[Start of ENTRIES SHOWN]
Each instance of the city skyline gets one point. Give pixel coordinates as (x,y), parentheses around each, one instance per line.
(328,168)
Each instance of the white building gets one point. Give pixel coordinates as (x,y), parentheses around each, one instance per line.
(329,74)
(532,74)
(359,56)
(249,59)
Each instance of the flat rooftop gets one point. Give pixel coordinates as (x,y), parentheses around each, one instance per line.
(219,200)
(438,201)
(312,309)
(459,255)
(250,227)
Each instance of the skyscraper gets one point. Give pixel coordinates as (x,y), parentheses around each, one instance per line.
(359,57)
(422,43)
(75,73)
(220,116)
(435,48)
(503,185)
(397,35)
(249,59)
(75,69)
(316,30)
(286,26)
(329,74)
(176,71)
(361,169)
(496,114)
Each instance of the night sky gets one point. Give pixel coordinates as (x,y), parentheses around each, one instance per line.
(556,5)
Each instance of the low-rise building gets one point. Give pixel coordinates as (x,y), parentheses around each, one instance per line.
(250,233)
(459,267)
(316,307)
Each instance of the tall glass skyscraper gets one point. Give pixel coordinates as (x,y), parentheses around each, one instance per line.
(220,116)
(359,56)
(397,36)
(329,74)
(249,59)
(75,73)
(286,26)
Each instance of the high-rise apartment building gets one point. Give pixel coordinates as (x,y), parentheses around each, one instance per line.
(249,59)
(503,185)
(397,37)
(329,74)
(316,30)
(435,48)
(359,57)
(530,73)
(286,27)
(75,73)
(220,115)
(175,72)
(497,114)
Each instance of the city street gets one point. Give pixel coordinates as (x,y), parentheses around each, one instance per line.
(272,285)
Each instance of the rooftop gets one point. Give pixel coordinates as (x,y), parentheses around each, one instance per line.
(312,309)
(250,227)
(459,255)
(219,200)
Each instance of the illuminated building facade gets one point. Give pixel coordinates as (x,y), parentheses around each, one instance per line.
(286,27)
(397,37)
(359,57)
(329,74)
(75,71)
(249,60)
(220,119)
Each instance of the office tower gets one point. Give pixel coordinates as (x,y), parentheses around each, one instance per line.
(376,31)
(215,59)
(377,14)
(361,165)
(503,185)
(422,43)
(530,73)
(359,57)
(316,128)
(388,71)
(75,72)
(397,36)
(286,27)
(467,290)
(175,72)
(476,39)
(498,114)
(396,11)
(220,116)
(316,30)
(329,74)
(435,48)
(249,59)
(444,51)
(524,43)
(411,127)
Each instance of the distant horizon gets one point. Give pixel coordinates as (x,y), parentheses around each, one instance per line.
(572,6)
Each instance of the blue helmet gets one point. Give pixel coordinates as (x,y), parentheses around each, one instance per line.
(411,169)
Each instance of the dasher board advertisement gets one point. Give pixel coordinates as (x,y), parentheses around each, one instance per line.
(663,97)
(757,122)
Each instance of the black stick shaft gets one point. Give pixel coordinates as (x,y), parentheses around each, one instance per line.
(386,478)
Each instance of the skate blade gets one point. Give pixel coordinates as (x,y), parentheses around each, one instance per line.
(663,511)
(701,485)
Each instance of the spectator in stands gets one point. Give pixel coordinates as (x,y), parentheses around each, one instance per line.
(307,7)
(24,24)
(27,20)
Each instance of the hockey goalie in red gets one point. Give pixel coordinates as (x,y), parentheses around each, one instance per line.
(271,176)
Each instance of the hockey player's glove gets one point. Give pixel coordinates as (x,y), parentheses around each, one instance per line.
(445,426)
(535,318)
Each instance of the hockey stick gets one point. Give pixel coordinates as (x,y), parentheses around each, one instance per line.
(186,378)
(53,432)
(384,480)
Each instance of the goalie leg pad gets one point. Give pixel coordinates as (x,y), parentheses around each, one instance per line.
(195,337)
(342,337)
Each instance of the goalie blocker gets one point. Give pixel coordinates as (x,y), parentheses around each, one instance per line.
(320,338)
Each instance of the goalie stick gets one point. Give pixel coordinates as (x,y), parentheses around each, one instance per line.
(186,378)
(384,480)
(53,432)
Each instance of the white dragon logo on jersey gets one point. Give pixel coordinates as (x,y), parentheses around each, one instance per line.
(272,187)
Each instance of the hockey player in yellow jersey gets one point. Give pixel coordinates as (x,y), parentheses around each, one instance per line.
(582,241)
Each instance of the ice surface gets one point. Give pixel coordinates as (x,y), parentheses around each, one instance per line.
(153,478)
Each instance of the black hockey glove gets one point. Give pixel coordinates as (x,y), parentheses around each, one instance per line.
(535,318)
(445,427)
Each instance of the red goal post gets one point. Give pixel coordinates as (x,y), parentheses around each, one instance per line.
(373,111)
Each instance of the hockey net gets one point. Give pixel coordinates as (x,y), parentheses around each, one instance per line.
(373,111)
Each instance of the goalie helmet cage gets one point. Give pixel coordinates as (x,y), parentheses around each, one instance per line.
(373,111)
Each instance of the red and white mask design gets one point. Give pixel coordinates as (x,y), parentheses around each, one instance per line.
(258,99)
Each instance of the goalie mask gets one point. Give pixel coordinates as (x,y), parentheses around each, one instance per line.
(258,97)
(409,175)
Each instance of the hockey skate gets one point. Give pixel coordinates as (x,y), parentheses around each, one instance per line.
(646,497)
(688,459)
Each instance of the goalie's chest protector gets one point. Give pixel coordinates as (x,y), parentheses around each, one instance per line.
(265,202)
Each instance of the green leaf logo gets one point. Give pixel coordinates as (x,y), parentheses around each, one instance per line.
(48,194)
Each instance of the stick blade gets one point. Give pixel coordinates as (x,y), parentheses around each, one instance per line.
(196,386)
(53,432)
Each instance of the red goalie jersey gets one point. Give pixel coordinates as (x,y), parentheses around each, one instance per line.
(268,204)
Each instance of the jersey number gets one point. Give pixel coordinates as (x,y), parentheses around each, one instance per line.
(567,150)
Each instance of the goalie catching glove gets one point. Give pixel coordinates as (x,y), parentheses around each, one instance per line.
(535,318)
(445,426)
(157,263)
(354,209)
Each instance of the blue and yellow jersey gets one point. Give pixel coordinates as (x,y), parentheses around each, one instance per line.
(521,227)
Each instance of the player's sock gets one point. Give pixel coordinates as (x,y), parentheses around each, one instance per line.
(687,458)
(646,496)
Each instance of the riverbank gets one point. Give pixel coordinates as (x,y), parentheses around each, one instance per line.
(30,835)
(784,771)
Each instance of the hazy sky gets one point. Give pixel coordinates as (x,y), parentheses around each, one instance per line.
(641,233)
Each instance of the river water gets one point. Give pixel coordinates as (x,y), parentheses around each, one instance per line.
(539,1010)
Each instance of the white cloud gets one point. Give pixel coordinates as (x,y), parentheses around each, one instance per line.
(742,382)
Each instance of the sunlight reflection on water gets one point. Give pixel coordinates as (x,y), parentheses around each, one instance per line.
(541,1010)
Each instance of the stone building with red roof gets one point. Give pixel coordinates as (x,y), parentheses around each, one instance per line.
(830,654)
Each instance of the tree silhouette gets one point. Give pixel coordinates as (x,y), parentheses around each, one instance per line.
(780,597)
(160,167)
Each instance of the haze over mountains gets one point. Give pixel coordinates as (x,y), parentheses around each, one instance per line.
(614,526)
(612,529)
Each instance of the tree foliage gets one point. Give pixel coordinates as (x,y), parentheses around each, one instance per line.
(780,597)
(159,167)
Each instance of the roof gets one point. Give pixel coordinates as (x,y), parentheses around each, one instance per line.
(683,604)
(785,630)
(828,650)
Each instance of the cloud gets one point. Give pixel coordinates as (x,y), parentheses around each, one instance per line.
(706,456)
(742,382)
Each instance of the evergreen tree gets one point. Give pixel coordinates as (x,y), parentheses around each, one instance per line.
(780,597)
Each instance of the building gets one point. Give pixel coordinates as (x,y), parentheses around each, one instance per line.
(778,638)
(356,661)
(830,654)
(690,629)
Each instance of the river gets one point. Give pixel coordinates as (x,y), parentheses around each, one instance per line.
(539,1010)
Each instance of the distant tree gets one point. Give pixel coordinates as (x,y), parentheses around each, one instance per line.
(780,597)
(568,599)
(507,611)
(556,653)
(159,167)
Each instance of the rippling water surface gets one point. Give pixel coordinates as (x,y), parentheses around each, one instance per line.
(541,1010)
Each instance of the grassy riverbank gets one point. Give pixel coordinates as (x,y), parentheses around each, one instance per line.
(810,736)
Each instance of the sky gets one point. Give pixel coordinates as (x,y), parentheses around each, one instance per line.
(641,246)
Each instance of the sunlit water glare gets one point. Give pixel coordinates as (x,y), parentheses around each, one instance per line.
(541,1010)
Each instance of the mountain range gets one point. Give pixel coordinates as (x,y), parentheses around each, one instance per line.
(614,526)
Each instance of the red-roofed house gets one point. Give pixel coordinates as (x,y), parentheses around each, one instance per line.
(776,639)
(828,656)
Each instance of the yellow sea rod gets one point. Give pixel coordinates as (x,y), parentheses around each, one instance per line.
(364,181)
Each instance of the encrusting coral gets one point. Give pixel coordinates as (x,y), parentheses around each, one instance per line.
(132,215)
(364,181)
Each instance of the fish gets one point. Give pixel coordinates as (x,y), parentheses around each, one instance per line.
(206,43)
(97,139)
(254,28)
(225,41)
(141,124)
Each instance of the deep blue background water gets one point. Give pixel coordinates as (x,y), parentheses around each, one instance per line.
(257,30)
[End of ENTRIES SHOWN]
## EXERCISE INSTRUCTIONS
Please copy everything from the row containing "Each instance of the fish" down to the last row above, keeping the requests unchanged and adding 71 to both the x and y coordinate of every point.

## ANSWER
Each instance of the fish gets one point. Give pixel coordinates as (x,y), parentheses around each, one instance per line.
(277,114)
(168,210)
(325,99)
(296,112)
(212,195)
Each instance of the deep blue background water gets one point. Give pixel coordinates as (x,y), parentheses around each, one instance per line.
(328,101)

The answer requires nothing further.